Requirement:
Return the full listing, character for character.

Records shown:
★ ★ ★ ★ ★ ★ ★

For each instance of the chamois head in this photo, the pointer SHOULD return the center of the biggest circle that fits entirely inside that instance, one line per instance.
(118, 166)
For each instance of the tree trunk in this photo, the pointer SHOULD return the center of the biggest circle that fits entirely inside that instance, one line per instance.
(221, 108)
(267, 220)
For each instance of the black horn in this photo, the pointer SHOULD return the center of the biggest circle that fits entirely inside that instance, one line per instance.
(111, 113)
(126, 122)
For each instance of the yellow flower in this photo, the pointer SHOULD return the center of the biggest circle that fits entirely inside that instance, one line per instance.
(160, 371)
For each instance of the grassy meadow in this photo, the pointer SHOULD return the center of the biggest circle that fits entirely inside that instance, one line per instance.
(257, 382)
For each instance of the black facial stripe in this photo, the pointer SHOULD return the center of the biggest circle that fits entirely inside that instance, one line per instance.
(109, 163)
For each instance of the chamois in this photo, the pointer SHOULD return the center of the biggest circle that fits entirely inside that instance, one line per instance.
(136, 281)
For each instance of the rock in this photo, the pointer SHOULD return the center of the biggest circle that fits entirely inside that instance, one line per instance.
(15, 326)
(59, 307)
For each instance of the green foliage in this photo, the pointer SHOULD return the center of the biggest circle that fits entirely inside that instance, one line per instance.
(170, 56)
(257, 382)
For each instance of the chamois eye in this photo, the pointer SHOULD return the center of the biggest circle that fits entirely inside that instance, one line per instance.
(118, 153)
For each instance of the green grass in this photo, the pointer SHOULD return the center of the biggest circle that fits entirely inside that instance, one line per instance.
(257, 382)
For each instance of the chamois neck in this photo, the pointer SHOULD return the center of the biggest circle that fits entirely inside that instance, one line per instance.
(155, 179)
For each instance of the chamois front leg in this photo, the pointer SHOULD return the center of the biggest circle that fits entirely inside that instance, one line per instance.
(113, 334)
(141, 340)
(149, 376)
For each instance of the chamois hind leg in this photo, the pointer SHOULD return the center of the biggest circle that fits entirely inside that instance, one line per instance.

★ ★ ★ ★ ★ ★ ★

Your solution:
For each instance of the chamois head in this photo, the pointer SHOULD return the center of the biggest circle that fits entirely inside that instance, one line per instance.
(118, 166)
For each instance of the tree trunk in this photo, the pointer SHOULD return the center of the biggest circle that fits entirely inside that instance, one line per instance.
(221, 108)
(267, 220)
For each instance of the black horn in this photo, the pointer SHOULD return the center of the biggest circle that fits entirely inside that instance, one line per instance.
(111, 113)
(126, 122)
For each instance of the yellow flower in this photo, the pointer SHOULD return the center of the biggest circle that fits entirely inside that instance, one line per instance.
(160, 371)
For each instance of the grassy meadow in this photo, the pointer SHOULD return the center of the biggest circle that fits entirely inside that instance, one line per instance.
(257, 382)
For each instance of the black facial stripe in this photo, the pointer SHOULD return the center of the biggest circle that fits entirely inside that instance, one line per instance.
(109, 163)
For each instance of the chamois in this photo, the pointer SHOULD return the center of the biggest circle that fits entirely inside that instance, one line per instance.
(136, 281)
For each instance of the rock in this photo, the pointer SHOULD return the center of the biggest circle that fits entirely inside that instance, one line per instance.
(15, 326)
(59, 307)
For each instance of the green foliage in this photo, the pointer SHOULD return the center of the biggest circle that fits entirely inside that instance, one line per instance.
(170, 56)
(257, 382)
For each instance of the chamois eye in this photo, the pointer SHOULD return the center of the biggest circle that fits entirely inside that instance, one line per instance.
(118, 153)
For each instance of the green grass in this photo, the pointer SHOULD return the center of the biggest circle that fits entirely inside that instance, one line per instance.
(257, 382)
For each instance of the chamois neck in this photo, the pointer SHOULD return the center of the biggest circle that fits entirely inside that instance, one line per instance.
(155, 179)
For each instance of the chamois front leg in this photo, the pointer SHOULD return the center of the biggest circle that fits entirely inside that instance, one line per instance.
(113, 334)
(141, 340)
(149, 376)
For each instance of the chamois hind leg in this photo, the pointer SHOULD return the center of the biggest circle that fits entirely inside that instance, one line per instance.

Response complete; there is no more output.